→ Problem set:
[1] Do the statements (a), (b), and (c) agree with the text on managing LLM context? Answer yes or no for each, and quote the deciding words of the text. (a) In the 0-1 variant, the thief may take a fractional copy of an item. (b) The number of tokens needed to read a document corresponds to w[i]. (c) The text suggests lowering the score of older documents.
[2] Take the text on managing LLM context as a Knapsack problem further, beginning after its final sentence.

Managing LLM Context Is a Knapsack Problem
LLMs can be more useful and less prone to hallucination when they’re able to read relevant documents, webpages, and prior conversations before responding to a new user question. Unfortunately, LLMs have a finite context length that can be quickly exceeded when asking it to read these external resources. So one must somehow decide which resources are worth asking the LLM to read, and it turns out this is a Knapsack problem.
The Knapsack problem is a classic dynamic programming problem and is typically introduced with the following narrative:
A thief robbing a store finds N items. Item i is worth v[i] dollars and weighs w[i] pounds, where v[i] and w[i] are integers. The thief wants to take as valuable a load as possible, but can carry at most W pounds in his knapsack, for some integer W.
Which items should the thief steal?
The above is technically the 0-1 variant of the Knapsack problem because the thief can either steal either 0 of 1 copies of each item (and not multiple copies or fractional copies).
Deciding What To Show the LLM
Let’s imagine you are using a LLM to answer a user question and you want it to read as many relevant documents as possible before responding. Each document costs the LLM a certain number of tokens to read which is w[i]. And each document has some value v[i] too, which can be computed in a variety of ways depending on your goals. For example, you could use embeddings and cosine similarity to score documents based on how semantically similar they are to the user’s new question. Maybe you also want to decrease the score of older documents since they’re more likely to contain outdated information.

→ Extracted data:
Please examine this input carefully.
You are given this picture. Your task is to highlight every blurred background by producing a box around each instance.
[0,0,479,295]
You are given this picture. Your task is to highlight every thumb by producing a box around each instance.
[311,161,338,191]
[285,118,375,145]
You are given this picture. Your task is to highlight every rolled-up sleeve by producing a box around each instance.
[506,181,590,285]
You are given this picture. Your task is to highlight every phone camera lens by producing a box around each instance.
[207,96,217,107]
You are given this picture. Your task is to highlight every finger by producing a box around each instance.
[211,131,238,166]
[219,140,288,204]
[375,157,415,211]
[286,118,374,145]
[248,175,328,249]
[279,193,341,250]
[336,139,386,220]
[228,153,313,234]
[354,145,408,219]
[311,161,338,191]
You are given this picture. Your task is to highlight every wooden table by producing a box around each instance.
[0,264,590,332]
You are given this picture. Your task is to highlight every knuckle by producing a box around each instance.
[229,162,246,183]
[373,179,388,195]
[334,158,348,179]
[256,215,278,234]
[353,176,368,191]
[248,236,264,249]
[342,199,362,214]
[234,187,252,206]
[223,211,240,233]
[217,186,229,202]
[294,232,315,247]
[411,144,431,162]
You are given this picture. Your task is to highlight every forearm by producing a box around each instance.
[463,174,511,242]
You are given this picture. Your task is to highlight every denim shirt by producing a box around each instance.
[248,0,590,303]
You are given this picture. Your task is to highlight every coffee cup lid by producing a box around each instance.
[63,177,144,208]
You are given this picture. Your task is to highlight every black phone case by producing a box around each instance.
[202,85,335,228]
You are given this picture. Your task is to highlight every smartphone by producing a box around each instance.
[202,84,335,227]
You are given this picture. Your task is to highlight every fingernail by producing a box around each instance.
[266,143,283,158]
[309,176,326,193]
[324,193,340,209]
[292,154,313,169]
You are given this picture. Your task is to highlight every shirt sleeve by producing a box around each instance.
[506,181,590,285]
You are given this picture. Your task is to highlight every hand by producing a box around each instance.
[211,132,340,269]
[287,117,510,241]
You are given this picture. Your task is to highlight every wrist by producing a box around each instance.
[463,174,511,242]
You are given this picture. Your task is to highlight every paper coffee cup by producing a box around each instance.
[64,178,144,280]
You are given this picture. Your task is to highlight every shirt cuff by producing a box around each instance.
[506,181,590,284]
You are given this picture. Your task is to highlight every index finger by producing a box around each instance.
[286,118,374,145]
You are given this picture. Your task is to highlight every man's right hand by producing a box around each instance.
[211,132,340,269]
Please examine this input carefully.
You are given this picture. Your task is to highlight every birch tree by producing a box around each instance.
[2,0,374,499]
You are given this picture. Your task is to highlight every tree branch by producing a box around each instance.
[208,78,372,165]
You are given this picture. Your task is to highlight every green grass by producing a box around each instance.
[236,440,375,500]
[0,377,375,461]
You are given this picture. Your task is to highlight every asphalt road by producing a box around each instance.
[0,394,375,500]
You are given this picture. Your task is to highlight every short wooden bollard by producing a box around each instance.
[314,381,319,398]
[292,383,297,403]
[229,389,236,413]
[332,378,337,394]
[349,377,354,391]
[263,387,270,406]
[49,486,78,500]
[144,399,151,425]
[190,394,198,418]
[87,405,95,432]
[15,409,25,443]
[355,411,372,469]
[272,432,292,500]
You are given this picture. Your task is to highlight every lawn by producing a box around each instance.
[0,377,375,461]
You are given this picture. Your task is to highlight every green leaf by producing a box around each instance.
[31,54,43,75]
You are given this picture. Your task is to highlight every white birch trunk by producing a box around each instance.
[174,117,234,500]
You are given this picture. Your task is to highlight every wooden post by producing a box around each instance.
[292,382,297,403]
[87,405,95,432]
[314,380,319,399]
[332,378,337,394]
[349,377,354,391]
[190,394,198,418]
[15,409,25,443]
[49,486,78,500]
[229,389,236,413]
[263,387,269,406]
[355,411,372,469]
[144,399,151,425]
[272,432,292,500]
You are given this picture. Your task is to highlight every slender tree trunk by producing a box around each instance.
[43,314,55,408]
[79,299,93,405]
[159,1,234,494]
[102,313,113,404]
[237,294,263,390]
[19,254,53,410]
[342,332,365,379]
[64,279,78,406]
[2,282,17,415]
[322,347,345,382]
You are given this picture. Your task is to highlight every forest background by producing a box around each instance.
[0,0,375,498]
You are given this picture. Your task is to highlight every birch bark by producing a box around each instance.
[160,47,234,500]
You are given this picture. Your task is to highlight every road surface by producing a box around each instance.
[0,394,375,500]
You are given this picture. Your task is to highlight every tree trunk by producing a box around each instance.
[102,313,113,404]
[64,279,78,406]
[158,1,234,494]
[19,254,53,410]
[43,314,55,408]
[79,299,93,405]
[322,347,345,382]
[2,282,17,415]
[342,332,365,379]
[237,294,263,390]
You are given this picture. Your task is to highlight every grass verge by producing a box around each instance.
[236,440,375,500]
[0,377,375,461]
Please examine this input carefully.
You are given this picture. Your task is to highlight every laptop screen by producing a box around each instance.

→ Outputs by task:
[1]
(a) No: "and not multiple copies or fractional copies"
(b) Yes: "Each document costs the LLM a certain number of tokens to read which is w[i]."
(c) Yes: "Maybe you also want to decrease the score of older documents since they’re more likely to contain outdated information."

[2]
Once each document has a known cost and value, we need to decide on our token budget W. The maximum value for W is equal to L - P - R, where L is the LLM’s context length, P is the length of the prompt preceding the selected documents, and R is the number of tokens reserved for the LLM’s response. Now you can plug all these inputs into Knapsack and you will be returned the selection of documents that are most worth reading given your budget.
- You might instead want to use the greedy approximation solution to the Knapsack problem because it runs in O(N log N) and has a very simple strategy of first selecting items with the highest value:weight ratio. The dynamic programming solution runs in O(N * W) which is pseudo-polynomial but may be far more optimal in some cases.
- Sharding a document could be a viable strategy for dealing with documents that include irrelevant information. However, deciding how to split up a document while preserving it’s value seems like a non-trivial problem. Maybe the LLM itself could preprocess and summarize the documents beforehand?